## What is expected:
Copy every line of the records below verbatim, leaving out the pictures.

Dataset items
═══
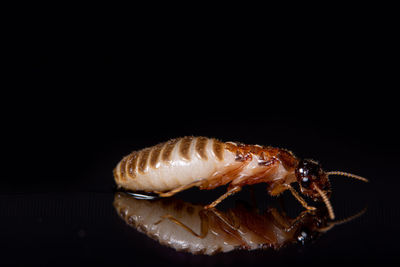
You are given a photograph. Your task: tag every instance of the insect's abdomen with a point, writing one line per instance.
(171, 164)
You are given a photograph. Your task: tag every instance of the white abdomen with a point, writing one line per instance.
(172, 164)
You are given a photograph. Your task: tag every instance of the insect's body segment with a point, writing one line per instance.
(207, 161)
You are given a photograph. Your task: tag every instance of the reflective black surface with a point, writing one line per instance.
(63, 138)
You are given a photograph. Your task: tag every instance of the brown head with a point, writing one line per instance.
(314, 182)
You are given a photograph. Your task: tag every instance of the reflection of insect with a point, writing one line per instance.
(187, 227)
(182, 163)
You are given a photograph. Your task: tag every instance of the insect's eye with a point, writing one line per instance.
(305, 182)
(307, 172)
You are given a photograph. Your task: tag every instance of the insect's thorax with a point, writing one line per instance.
(263, 164)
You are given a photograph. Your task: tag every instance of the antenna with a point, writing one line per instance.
(348, 175)
(327, 203)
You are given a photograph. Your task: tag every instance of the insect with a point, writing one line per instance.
(187, 227)
(182, 163)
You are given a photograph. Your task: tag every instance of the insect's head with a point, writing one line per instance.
(310, 176)
(315, 184)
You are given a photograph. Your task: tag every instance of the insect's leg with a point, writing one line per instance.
(181, 188)
(300, 199)
(231, 191)
(203, 224)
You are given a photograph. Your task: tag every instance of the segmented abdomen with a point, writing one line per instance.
(171, 164)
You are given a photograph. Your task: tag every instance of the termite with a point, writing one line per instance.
(182, 163)
(190, 228)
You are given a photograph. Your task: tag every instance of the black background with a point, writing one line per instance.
(83, 95)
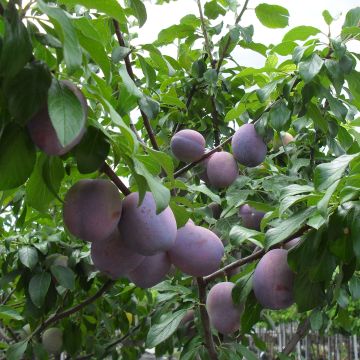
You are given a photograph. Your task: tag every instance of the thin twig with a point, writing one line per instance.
(64, 314)
(205, 320)
(301, 331)
(226, 47)
(106, 169)
(132, 76)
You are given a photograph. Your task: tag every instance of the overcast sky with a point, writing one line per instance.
(304, 12)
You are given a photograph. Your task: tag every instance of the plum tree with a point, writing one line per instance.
(222, 169)
(113, 257)
(52, 340)
(248, 147)
(142, 229)
(250, 217)
(42, 131)
(92, 209)
(151, 270)
(188, 145)
(197, 251)
(273, 280)
(223, 313)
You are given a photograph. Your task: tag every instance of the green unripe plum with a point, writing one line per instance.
(273, 281)
(142, 229)
(52, 340)
(151, 271)
(42, 131)
(113, 257)
(223, 313)
(222, 169)
(188, 145)
(197, 251)
(92, 209)
(248, 147)
(250, 217)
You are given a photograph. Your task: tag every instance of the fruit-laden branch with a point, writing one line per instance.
(255, 256)
(301, 331)
(64, 314)
(131, 74)
(206, 155)
(106, 169)
(226, 47)
(205, 320)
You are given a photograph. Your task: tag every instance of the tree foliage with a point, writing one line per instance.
(137, 99)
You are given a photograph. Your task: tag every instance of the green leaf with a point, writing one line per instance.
(27, 91)
(139, 10)
(119, 53)
(212, 9)
(327, 174)
(92, 151)
(287, 227)
(17, 350)
(272, 16)
(327, 17)
(72, 51)
(64, 276)
(168, 325)
(28, 256)
(38, 288)
(16, 43)
(17, 157)
(300, 33)
(66, 112)
(109, 7)
(309, 68)
(280, 116)
(44, 182)
(160, 192)
(7, 312)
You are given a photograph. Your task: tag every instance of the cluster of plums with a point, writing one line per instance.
(130, 239)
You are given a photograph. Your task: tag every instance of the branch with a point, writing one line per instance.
(191, 165)
(222, 57)
(62, 315)
(301, 331)
(205, 320)
(132, 76)
(106, 169)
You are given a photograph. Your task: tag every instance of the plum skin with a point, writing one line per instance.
(142, 229)
(222, 169)
(248, 147)
(151, 271)
(250, 217)
(197, 251)
(273, 280)
(43, 133)
(112, 257)
(223, 313)
(188, 145)
(92, 209)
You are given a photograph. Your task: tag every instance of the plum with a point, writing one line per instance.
(223, 313)
(142, 229)
(222, 169)
(188, 145)
(248, 147)
(43, 133)
(112, 257)
(92, 209)
(250, 217)
(151, 270)
(197, 251)
(52, 340)
(273, 280)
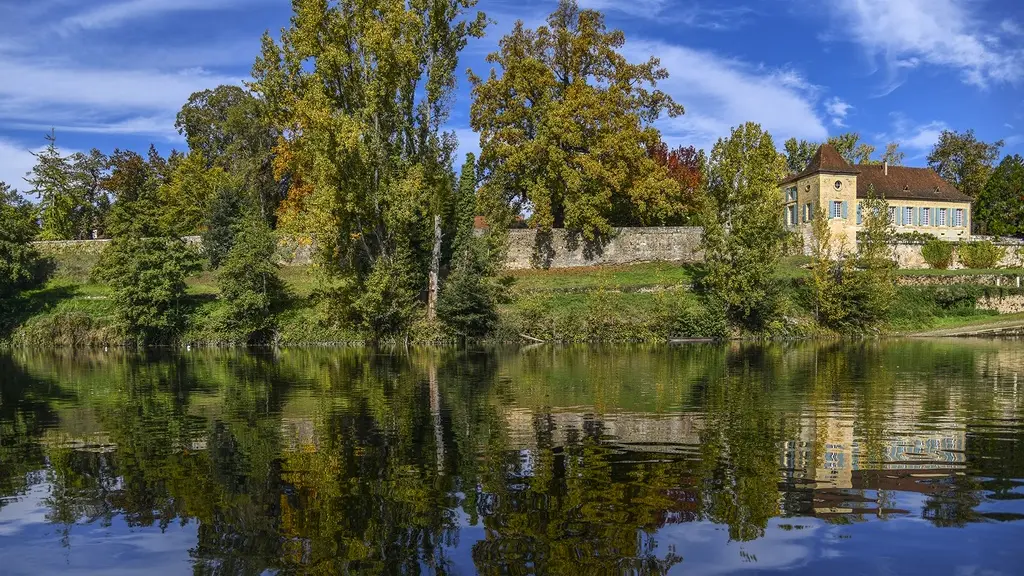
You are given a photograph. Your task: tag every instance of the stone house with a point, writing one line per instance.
(919, 199)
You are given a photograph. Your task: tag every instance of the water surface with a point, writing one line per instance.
(888, 457)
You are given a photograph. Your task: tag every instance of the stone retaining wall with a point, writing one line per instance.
(527, 248)
(908, 254)
(559, 249)
(1008, 303)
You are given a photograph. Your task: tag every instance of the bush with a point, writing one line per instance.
(249, 284)
(468, 301)
(148, 280)
(982, 254)
(19, 262)
(221, 224)
(937, 253)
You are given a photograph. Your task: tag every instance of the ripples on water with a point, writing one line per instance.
(891, 457)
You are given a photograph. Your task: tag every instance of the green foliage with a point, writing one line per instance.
(18, 260)
(231, 129)
(877, 264)
(567, 127)
(998, 209)
(938, 253)
(469, 296)
(358, 91)
(188, 194)
(148, 280)
(249, 284)
(468, 302)
(221, 223)
(964, 161)
(980, 254)
(743, 232)
(50, 180)
(135, 183)
(854, 292)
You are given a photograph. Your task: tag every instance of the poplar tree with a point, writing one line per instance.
(742, 219)
(50, 179)
(359, 90)
(566, 127)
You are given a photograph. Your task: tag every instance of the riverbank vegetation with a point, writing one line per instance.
(349, 147)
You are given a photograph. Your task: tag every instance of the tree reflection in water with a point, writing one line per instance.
(548, 461)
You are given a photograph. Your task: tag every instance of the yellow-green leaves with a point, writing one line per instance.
(565, 128)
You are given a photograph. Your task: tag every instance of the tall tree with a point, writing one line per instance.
(685, 165)
(135, 181)
(87, 172)
(799, 154)
(50, 179)
(249, 283)
(999, 208)
(742, 221)
(468, 302)
(565, 127)
(359, 90)
(964, 161)
(232, 130)
(187, 196)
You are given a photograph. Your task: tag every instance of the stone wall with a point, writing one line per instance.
(908, 254)
(1007, 303)
(528, 249)
(559, 249)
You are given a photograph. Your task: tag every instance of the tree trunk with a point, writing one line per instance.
(435, 264)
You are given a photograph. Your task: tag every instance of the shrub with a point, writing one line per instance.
(19, 262)
(982, 254)
(249, 284)
(148, 280)
(937, 253)
(225, 213)
(468, 302)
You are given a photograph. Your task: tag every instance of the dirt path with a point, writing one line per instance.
(1005, 326)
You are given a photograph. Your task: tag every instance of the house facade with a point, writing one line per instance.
(919, 199)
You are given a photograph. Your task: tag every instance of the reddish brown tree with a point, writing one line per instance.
(686, 166)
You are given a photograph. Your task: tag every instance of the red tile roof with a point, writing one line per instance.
(902, 182)
(899, 182)
(827, 160)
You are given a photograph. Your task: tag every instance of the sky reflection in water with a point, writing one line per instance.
(892, 457)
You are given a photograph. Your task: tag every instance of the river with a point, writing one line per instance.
(877, 457)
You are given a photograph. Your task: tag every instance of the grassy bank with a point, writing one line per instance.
(640, 302)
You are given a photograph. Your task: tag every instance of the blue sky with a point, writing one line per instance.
(114, 73)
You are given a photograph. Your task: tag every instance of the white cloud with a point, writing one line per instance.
(838, 110)
(15, 161)
(1010, 27)
(113, 14)
(720, 93)
(916, 138)
(96, 99)
(693, 14)
(643, 8)
(944, 33)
═══
## Correct response:
You are given a photograph. Your task: tag every instance of the insect's abdomen with a point, writing one line per instance.
(171, 164)
You are given a photograph. Your task: tag every instance of the white abdomen with a point, writing one line per instance.
(172, 164)
You are given a photograph. Your task: tag every instance of the insect's body segment with a point, writing one line per instance.
(207, 161)
You are given a photograph. Your task: tag every instance of the reflective black surface with a point, writing one line per instance.
(63, 138)
You are given a photograph. Your task: tag every instance of the brown head with a point, writing one line per instance.
(314, 182)
You are given a photograph. Your task: tag every instance of the reflection of insect with a point, writing one line per instance.
(187, 227)
(182, 163)
You are given a photograph. Your task: tag every instance of the insect's eye with a point, writing one line per instance.
(305, 182)
(307, 172)
You are given a photograph. Your task: tag every instance of the insect's thorax with a point, writing one line per instance.
(263, 164)
You are given a photograph. Your task: tag every instance of the antenna with a point, writing one line per instance.
(348, 175)
(327, 203)
You are given a photograph. Your task: tag every instance of the insect with a point, writing one line per instance.
(187, 227)
(182, 163)
You are given a photograph. Your task: tag every instance of the insect's head with a point, writing one line per instance.
(310, 176)
(315, 184)
You are given a photograph. Your task: tag every instance of the insect's leg with a point, writing one line per instance.
(181, 188)
(300, 199)
(231, 191)
(203, 224)
You are given a photograph. Your task: tag every instance of the segmented abdomen with a point, writing one line per instance.
(171, 164)
You are given a photograph. Your task: tag every instance of the termite with a point, writing one line per instance.
(182, 163)
(190, 228)
You are given a photograph. Your task: tag every instance of the black background with a point, writing one line per instance.
(83, 95)
You are given a photograph. Your task: tag every instance of the thin twig with a point, writing one line per instance.
(64, 314)
(205, 320)
(301, 331)
(226, 47)
(106, 169)
(132, 76)
You are given a photograph. Your task: tag every instance of the overcast sky with a point, writing one line per instance.
(304, 12)
You are given a photograph. Your task: tag every instance of the plum tree with a point, writing one line per instance.
(222, 169)
(113, 257)
(52, 340)
(248, 147)
(142, 229)
(250, 217)
(42, 131)
(92, 209)
(151, 270)
(188, 145)
(197, 251)
(273, 280)
(223, 313)
You are given a photograph. Your task: tag every instance of the green unripe plum with a point, writing one line per instance.
(273, 281)
(142, 229)
(52, 340)
(151, 271)
(42, 131)
(113, 257)
(223, 313)
(222, 169)
(188, 145)
(197, 251)
(92, 209)
(248, 147)
(250, 217)
You are given a photograph. Your task: tag every instance of the fruit-laden branch with a point, writing one line per instance.
(255, 256)
(301, 331)
(64, 314)
(131, 74)
(206, 155)
(106, 169)
(226, 47)
(205, 320)
You are given a photograph. Your task: tag every instance of the tree foliage with a point, writing one line per instance.
(137, 99)
You are given a photograph. Your task: tag every instance of the green leaf with a point, writing one line per instance.
(27, 91)
(139, 10)
(119, 53)
(212, 9)
(327, 174)
(92, 151)
(287, 227)
(17, 350)
(272, 16)
(327, 17)
(72, 51)
(64, 276)
(168, 325)
(28, 256)
(38, 288)
(16, 43)
(17, 157)
(300, 33)
(66, 112)
(109, 7)
(309, 68)
(280, 116)
(44, 182)
(160, 192)
(7, 312)
You are given a photograph. Your task: tag every instance of the cluster of plums with a point, writing one line per instance.
(130, 239)
You are given a photograph. Your task: tag every instance of the branch with a point, writing one line per instance.
(191, 165)
(222, 57)
(62, 315)
(301, 331)
(205, 320)
(132, 76)
(106, 169)
You are given a photograph. Your task: tag every instance of the plum skin with a point, writing one line per instance.
(142, 229)
(222, 169)
(248, 147)
(151, 271)
(250, 217)
(197, 251)
(273, 280)
(43, 133)
(112, 257)
(223, 313)
(188, 145)
(92, 209)
You are given a photograph. Your task: tag every instance of the plum with a point, writing one line per instance.
(223, 313)
(142, 229)
(222, 169)
(188, 145)
(248, 147)
(43, 133)
(112, 257)
(92, 209)
(250, 217)
(151, 270)
(197, 251)
(52, 340)
(273, 280)
You are given a photograph. Your task: tag every instance of the stone house with a point, writing one line per instance.
(919, 199)
You are given a photograph. Your task: tag every instance of the water surface with a point, writing one line per instance.
(888, 457)
You are given a photograph. Your task: tag every instance of the stone retaining wall with a point, writing one line per instance.
(527, 248)
(908, 254)
(559, 249)
(1008, 303)
You are given a photograph. Your task: tag every instance of the bush with a point, writing one line per instance.
(249, 284)
(468, 301)
(148, 280)
(982, 254)
(19, 262)
(221, 224)
(937, 253)
You are given a photograph. Your task: tag every instance of the ripples on water with a point, writing one line per instance.
(891, 457)
You are given a photograph. Your task: tag every instance of the green foliage with a point, writing one line per instance.
(18, 260)
(231, 129)
(877, 264)
(567, 127)
(998, 209)
(938, 253)
(469, 296)
(358, 91)
(188, 194)
(148, 280)
(249, 284)
(468, 302)
(221, 223)
(964, 161)
(980, 254)
(743, 232)
(50, 180)
(135, 183)
(854, 292)
You are given a photograph. Your task: tag every instance of the poplar tree with a point, writing one line per instance.
(742, 219)
(50, 179)
(359, 90)
(566, 127)
You are given a photograph. Your task: tag every instance of the riverbank vegetation with a point, writing one line per instance.
(349, 147)
You are given a photograph. Your task: tag every instance of the tree reflection in water with a point, writing one line per instance.
(548, 461)
You are given a photograph. Your task: tag every instance of the yellow-green leaves with a point, writing one line per instance.
(565, 128)
You are given a photograph. Your task: tag every instance of the tall tree with a point, writing one line per instance.
(685, 165)
(135, 181)
(87, 172)
(799, 154)
(50, 179)
(249, 283)
(999, 208)
(742, 221)
(468, 302)
(565, 127)
(359, 90)
(964, 161)
(232, 130)
(187, 196)
You are given a photograph. Your task: tag every instance of the stone wall with a point, writing one line per instance.
(908, 254)
(1007, 303)
(528, 249)
(559, 249)
You are given a photograph. Your task: tag every instance of the tree trunk with a point, writing one line per instance.
(435, 264)
You are given a photograph. Your task: tag every instance of the shrub with a point, writing one line per instance.
(19, 262)
(982, 254)
(249, 284)
(148, 280)
(937, 253)
(225, 213)
(468, 302)
You are given a photograph. Your task: tag every instance of the dirt path with a point, writing one line per instance.
(1005, 326)
You are given a photograph. Your task: tag every instance of the house facade with a point, writing one line per instance.
(919, 199)
You are given a photograph. Your task: tag every instance of the reddish brown tree with a point, writing one line per instance.
(686, 166)
You are given a photograph. Your task: tag every instance of the red tile roof with a point, writing one line per instance.
(902, 182)
(899, 182)
(827, 160)
You are given a photograph. Your task: tag every instance of the sky reflection in water with a point, writing one line per instance.
(892, 457)
You are given a photograph. Your task: tag every instance of the river with a point, writing one line per instance.
(877, 457)
You are given a photograph. Your task: tag every instance of the grassy bank with a point, writing one line per instance.
(640, 302)
You are given a photograph. Your task: tag every instance of the blue sky with a point, writing one line per instance.
(114, 73)
You are given a photograph. Your task: tag every instance of the white cloud with a point, writing one line per instance.
(838, 110)
(15, 161)
(1010, 27)
(113, 14)
(720, 93)
(916, 138)
(96, 99)
(693, 14)
(643, 8)
(944, 33)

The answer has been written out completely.